====== Information provided

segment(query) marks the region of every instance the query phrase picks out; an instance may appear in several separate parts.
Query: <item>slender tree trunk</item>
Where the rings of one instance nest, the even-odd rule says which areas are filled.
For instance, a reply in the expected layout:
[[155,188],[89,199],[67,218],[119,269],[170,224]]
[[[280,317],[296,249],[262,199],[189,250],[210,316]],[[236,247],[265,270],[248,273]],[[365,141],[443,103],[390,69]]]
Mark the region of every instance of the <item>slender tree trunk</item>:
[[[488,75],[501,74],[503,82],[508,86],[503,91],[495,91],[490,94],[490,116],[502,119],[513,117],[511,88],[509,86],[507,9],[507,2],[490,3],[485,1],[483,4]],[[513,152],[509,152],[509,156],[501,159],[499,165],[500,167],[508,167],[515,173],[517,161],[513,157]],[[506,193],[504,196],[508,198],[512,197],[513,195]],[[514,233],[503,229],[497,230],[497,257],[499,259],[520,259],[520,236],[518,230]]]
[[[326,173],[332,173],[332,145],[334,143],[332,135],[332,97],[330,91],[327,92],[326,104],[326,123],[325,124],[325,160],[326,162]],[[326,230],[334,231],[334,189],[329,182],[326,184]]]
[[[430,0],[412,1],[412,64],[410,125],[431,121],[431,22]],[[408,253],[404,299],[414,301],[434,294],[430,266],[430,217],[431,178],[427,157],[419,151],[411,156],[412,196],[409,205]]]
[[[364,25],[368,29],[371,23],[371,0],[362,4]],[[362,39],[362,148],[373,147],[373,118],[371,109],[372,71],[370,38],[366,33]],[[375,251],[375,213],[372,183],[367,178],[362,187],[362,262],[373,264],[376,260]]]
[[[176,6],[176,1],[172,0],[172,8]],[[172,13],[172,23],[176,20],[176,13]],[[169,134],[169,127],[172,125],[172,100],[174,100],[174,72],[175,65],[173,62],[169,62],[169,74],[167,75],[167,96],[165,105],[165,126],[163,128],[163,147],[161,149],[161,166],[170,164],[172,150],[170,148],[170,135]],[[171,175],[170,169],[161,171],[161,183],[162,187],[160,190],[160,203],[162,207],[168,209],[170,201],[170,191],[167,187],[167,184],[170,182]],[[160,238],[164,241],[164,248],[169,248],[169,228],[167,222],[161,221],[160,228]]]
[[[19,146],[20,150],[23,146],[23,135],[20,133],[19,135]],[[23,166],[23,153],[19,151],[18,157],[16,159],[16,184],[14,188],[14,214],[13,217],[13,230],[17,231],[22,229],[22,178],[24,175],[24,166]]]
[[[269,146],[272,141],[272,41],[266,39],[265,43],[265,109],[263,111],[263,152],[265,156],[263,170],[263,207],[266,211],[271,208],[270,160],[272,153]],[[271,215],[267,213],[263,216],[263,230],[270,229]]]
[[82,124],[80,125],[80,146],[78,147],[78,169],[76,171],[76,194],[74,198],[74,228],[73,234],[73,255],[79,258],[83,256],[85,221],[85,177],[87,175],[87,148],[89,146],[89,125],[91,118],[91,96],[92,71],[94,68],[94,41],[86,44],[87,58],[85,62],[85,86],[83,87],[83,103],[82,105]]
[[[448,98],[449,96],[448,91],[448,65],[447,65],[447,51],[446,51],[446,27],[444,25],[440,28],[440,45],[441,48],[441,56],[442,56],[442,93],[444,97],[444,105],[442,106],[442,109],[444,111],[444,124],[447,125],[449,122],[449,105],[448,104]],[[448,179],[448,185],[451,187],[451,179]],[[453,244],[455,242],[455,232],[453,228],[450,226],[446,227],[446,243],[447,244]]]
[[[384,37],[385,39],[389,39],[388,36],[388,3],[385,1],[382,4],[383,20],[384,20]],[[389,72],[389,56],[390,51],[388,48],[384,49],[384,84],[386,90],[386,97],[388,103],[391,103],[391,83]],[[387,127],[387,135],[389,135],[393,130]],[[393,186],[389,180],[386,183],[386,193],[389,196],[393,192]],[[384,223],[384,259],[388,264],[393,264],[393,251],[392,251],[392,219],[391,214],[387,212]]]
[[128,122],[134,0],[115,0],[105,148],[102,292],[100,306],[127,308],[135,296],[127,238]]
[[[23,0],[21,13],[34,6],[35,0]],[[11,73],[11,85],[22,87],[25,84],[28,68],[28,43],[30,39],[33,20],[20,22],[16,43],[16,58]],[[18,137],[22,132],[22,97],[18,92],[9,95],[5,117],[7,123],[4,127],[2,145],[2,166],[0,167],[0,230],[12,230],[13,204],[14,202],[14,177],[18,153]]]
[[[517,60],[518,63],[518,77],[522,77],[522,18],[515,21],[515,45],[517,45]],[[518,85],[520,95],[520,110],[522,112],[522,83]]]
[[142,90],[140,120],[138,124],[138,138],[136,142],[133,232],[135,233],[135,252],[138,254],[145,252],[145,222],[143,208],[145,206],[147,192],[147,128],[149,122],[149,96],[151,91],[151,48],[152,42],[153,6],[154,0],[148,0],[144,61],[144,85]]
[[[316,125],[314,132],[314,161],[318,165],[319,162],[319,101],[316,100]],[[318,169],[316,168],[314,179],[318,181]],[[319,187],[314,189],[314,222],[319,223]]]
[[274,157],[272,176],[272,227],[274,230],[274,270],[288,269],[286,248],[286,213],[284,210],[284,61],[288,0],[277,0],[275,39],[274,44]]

============
====== Information provided

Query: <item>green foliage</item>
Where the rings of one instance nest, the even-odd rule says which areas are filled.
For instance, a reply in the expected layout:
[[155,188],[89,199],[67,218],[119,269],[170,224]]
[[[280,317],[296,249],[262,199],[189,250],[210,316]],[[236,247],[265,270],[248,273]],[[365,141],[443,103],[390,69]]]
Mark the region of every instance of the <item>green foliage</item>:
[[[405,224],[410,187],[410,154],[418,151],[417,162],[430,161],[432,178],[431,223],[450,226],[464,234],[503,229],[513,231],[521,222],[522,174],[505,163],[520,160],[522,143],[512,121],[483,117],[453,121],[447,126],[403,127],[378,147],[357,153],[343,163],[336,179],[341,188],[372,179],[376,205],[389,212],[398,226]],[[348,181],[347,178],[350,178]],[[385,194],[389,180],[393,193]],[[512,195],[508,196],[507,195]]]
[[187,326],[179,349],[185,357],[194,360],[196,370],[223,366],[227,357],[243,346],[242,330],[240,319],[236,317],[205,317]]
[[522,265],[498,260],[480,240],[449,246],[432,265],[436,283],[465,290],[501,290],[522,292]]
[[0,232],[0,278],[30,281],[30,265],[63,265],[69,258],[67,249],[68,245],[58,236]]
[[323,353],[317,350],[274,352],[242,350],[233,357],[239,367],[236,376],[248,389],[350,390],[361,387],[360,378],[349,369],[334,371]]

============

- _Written request_: Render the lines starting with the line containing "segment(query) marks the" and going on through the line containing "Mark the region of every instance of the <item>slender" as a JSON list of strings, one string per line, with blank lines omitted.

- _Output for this task_:
[
  "segment(query) marks the region of every instance the query phrase picks out; an instance may appear in several separate parts.",
  "Query: <item>slender tree trunk</item>",
  "Where the rings of one instance nest, the even-odd rule says which areas are filled.",
  "For instance, a reply in the expected layout:",
  "[[155,188],[89,199],[67,218],[119,269],[170,224]]",
  "[[[280,317],[296,249],[262,199],[189,250],[210,316]],[[236,247],[265,270],[248,273]],[[365,141],[443,103],[390,69]]]",
  "Mark the region of every instance of the <item>slender tree trunk</item>:"
]